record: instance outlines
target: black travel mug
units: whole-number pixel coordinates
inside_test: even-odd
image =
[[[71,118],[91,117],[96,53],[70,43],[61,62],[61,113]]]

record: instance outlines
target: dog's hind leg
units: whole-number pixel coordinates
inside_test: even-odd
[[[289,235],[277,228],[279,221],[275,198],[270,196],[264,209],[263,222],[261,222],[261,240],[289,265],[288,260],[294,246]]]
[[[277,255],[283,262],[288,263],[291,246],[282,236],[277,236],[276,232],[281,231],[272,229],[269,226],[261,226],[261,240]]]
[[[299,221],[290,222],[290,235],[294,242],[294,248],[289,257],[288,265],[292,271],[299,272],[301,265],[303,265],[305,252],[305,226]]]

### Task prompt
Write down the full listing again, exactly.

### Exercise response
record: instance outlines
target: black travel mug
units: whole-number pixel coordinates
inside_test: even-odd
image =
[[[71,118],[91,117],[96,53],[70,43],[61,62],[61,113]]]

record: instance outlines
target: dog's hind leg
units: whole-number pixel coordinates
inside_test: even-odd
[[[289,235],[277,228],[279,221],[275,198],[270,196],[264,209],[263,222],[261,222],[261,240],[289,265],[288,260],[294,246]]]
[[[277,255],[283,262],[288,263],[291,246],[282,236],[277,236],[276,232],[281,231],[272,229],[269,226],[261,226],[261,240]]]
[[[299,221],[290,222],[290,235],[294,242],[294,248],[289,257],[288,265],[292,271],[299,272],[301,265],[303,265],[305,252],[305,226]]]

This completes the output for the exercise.